- _Problem to solve_:
The records below hold pictures; please leave those out and retype the rest exactly.

- _Given records_:
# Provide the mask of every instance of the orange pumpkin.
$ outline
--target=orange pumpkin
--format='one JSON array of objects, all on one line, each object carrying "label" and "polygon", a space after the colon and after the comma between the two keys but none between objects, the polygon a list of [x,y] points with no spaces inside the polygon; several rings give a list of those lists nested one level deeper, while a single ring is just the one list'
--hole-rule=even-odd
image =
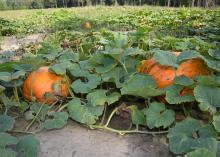
[{"label": "orange pumpkin", "polygon": [[[50,96],[46,98],[47,93]],[[68,83],[62,76],[51,73],[49,67],[41,67],[24,81],[23,95],[29,101],[52,104],[56,102],[56,96],[69,95]]]},{"label": "orange pumpkin", "polygon": [[83,24],[83,28],[87,30],[92,29],[92,24],[90,22],[85,22]]},{"label": "orange pumpkin", "polygon": [[[178,56],[180,52],[174,52],[174,54]],[[172,85],[175,76],[185,75],[188,78],[194,78],[210,73],[203,60],[199,58],[189,59],[181,63],[177,70],[172,66],[161,65],[154,58],[151,58],[142,62],[139,71],[151,75],[156,80],[158,88]]]}]

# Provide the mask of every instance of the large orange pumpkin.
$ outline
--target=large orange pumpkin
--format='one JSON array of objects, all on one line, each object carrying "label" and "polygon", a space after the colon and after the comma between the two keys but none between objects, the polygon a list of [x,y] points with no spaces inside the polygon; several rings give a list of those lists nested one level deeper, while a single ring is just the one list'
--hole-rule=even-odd
[{"label": "large orange pumpkin", "polygon": [[[175,52],[174,54],[179,55],[180,53]],[[177,70],[172,66],[161,65],[154,58],[151,58],[142,62],[139,71],[151,75],[156,80],[158,88],[172,85],[175,76],[185,75],[188,78],[194,78],[210,73],[203,60],[199,58],[189,59],[181,63]]]},{"label": "large orange pumpkin", "polygon": [[[49,96],[46,97],[46,94]],[[41,67],[24,81],[23,95],[29,101],[52,104],[56,102],[56,97],[69,95],[68,83],[62,76],[51,73],[49,67]]]}]

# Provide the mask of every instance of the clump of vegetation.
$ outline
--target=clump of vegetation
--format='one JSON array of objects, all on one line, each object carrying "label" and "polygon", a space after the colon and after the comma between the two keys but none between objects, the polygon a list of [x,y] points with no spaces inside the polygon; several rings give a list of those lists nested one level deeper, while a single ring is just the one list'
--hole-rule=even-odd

- _Reply_:
# Provide the mask of every instance of the orange pumpkin.
$ outline
--target=orange pumpkin
--format='one JSON array of objects, all on one line, each object carrying "label" and "polygon", a space after the colon and after the comma between the two keys but none between objects, the polygon a list of [x,y] points with no spaces inside the polygon; several rings give a list of those lists nested one level deeper, while a single ring is just the one list'
--hole-rule=even-odd
image =
[{"label": "orange pumpkin", "polygon": [[[50,96],[46,98],[47,93]],[[68,83],[62,76],[51,73],[49,67],[41,67],[24,81],[23,95],[29,101],[52,104],[56,102],[56,96],[69,95]]]},{"label": "orange pumpkin", "polygon": [[83,24],[83,28],[87,30],[92,29],[92,24],[90,22],[85,22]]},{"label": "orange pumpkin", "polygon": [[[178,56],[180,52],[174,52],[174,54]],[[172,85],[175,76],[185,75],[188,78],[194,78],[210,73],[203,60],[199,58],[189,59],[181,63],[177,70],[172,66],[161,65],[154,58],[151,58],[142,62],[139,71],[151,75],[156,80],[158,88]]]}]

# Provide the mask of every instance of the large orange pumpkin.
$ outline
--target=large orange pumpkin
--format='one JSON array of objects, all on one line, each object carrying "label" and "polygon", a space after the colon and after the comma between the two keys but none between objects, the polygon a list of [x,y] points with no spaces inside the polygon; several rings give a list of those lists nested one level deeper, while a single ring is just the one list'
--hole-rule=even-odd
[{"label": "large orange pumpkin", "polygon": [[[175,52],[174,54],[179,55],[180,53]],[[177,70],[172,66],[161,65],[154,58],[151,58],[142,62],[139,71],[151,75],[156,80],[158,88],[172,85],[175,76],[185,75],[188,78],[194,78],[210,73],[203,60],[199,58],[189,59],[181,63]]]},{"label": "large orange pumpkin", "polygon": [[[49,96],[46,97],[46,94]],[[41,67],[24,81],[23,95],[29,101],[52,104],[56,102],[56,97],[69,95],[68,83],[62,76],[51,73],[49,67]]]}]

# Provide the mask of every instance of the clump of vegetation.
$ outline
--target=clump of vegetation
--format='one JSON array of objects, all on one line, each object carrying "label" and "polygon", a space after the colon and after the comma between the two keys but none between objects, the polygon a list of [x,y] points with no spaces inside the polygon; several rings give a list of those lists nested one level deeper, while a single ring is just the one list'
--hole-rule=even-odd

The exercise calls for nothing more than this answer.